PAGE EXTRACT:

Should you really buy Apple stock?

This article was originally published on Fool.com. All figures quoted in US dollars unless otherwise stated.

happy teenager using iPhone

This article was originally published on Fool.com. All figures quoted in US dollars unless otherwise stated.

Apple Inc. (NASDAQ: AAPL) is one of the most innovative companies to date. Investing in Apple has felt like a no-brainer as its consistently successful products seem to make the company unstoppable. Even as the Nasdaq-100 Technology Sector index is down 35% year to date, thanks to inflation and slowing consumer spending, Apple’s stock is down a more modest 17% in the same period. 

Immensely popular products such as the iPhone, MacBook, iPad, and Apple Watch have grown Apple’s market cap to $2.4 trillion, making it the world’s highest valued company. As a result, investors such as Warren Buffett have heartily vouched for the tech manufacturer, consigning 41% of Berkshire Hathaway’s portfolio to Apple.

The iPhone titan has proven time and time again that its business is consistent and able to weather most storms. However, sales for its latest iPhone may not be as positive as some have reported. If true, the company’s biggest segment could take a significant hit in its current quarter.

Apple’s bread and butter

For the last decade, iPhone sales have made up at least 40% of Apple’s revenue, with some quarters seeing the smartphones hit almost 70%. For instance, in the third and most recent quarter of 2022, Apple reported iPhone sales had made up 49% of its revenue. Meanwhile, the rest of its revenue went as follows: 8.7% to iPads, 8.8% to Macs, 9.7% to Wearables, Home and Accessories, and 23.6% to Services.  

Like clockwork, Apple announces its newest lineup of iPhones almost every September, with sales remaining consistent throughout the year. However, Apple has made a significant push into services over the last few years. The introduction of apps such as its streaming service Apple TV+, Music, Fitness+, and iCloud has pushed consumers further into the company’s ecosystem of products and boosted revenue.

In the fourth quarter of 2021, services made up 15.7% of the company’s revenue versus 23.6% in Apple’s latest quarter. The rise of services is positive as it can aid in safeguarding the company in the event of poor iPhone sales, which look to be a real possibility in Apple’s latest lineup.

PROBLEM TO WORK ON: Continue the article on whether to buy Apple stock, starting after its final sentence.

ROWS:
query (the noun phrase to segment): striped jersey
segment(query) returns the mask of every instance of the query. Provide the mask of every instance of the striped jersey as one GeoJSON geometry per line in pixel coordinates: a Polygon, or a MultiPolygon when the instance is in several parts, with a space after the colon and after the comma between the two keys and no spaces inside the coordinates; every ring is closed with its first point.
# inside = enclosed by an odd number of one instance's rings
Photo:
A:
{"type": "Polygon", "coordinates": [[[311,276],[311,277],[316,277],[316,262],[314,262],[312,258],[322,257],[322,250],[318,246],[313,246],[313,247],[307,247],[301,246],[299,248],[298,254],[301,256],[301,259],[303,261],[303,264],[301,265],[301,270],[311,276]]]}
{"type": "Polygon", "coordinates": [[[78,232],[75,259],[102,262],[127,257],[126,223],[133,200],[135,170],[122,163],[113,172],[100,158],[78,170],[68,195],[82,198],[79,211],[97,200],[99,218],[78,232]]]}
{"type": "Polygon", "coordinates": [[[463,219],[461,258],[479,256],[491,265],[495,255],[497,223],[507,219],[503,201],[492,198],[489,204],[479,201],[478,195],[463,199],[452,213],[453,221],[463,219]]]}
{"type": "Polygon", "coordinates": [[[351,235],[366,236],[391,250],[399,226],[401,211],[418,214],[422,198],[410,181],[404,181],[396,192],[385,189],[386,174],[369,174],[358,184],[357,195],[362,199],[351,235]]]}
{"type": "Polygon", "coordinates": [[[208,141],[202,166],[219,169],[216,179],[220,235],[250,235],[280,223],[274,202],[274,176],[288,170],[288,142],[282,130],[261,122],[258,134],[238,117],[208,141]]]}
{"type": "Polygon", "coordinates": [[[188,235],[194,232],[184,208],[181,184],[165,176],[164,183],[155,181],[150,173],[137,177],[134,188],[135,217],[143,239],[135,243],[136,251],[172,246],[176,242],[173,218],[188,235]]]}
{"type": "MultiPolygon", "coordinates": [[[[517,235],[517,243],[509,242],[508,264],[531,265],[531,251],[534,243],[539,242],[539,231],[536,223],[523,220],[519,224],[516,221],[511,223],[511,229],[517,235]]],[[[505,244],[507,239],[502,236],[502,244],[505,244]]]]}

FINAL ANSWER:
A potential dip 

On Sept. 7, Apple unveiled its latest series of iPhones with the iPhone 14, Plus, Pro, and Pro Max. The lineup saw a return to the “Plus” model for the lower-tiered phones, which hadn’t surfaced since the iPhone 8 Plus in 2017. Since then, the largest option has only been available in the Pro models under the label “Pro Max.”

While multiple media outlets have reported record-breaking sales for Apple’s iPhone 14 Pro and Pro max, a recent report from Apple analyst Ming-Chu Kuo has shown poor sales for the iPhone 14 and 14 Plus. Kuo explained that the Pro models are currently showing delivery wait times of more than four weeks, which suggests good demand. However, the iPhone 14 and 14 Plus have been available in retail stores from their launch dates, which “reflects lackluster demand.”

Weak pre-sales for the non-Pro models are concerning as they are usually the highest-selling iPhones in the yearly lineup. In 2019, the base model iPhone 11 was the top-selling version every week in the year’s last quarter. Then, in the first half of 2020, the iPhone 11 sold 79% more units than the Pro Max version and 82% more than the smaller Pro model. As the lower-priced base models, the iPhone 14 and the bigger Plus version would normally be outselling the Pro versions, but that doesn’t seem to be the case in 2022.

Kuo surmised that current sales indicate the iPhone 14 and Plus are selling worse than last year’s iPhone 13 mini, which Apple cut production on in the first half of 2022 because of low demand. As a result, Apple could do the same to the iPhone 14 and Plus and slim down production as soon as November, according to Kuo.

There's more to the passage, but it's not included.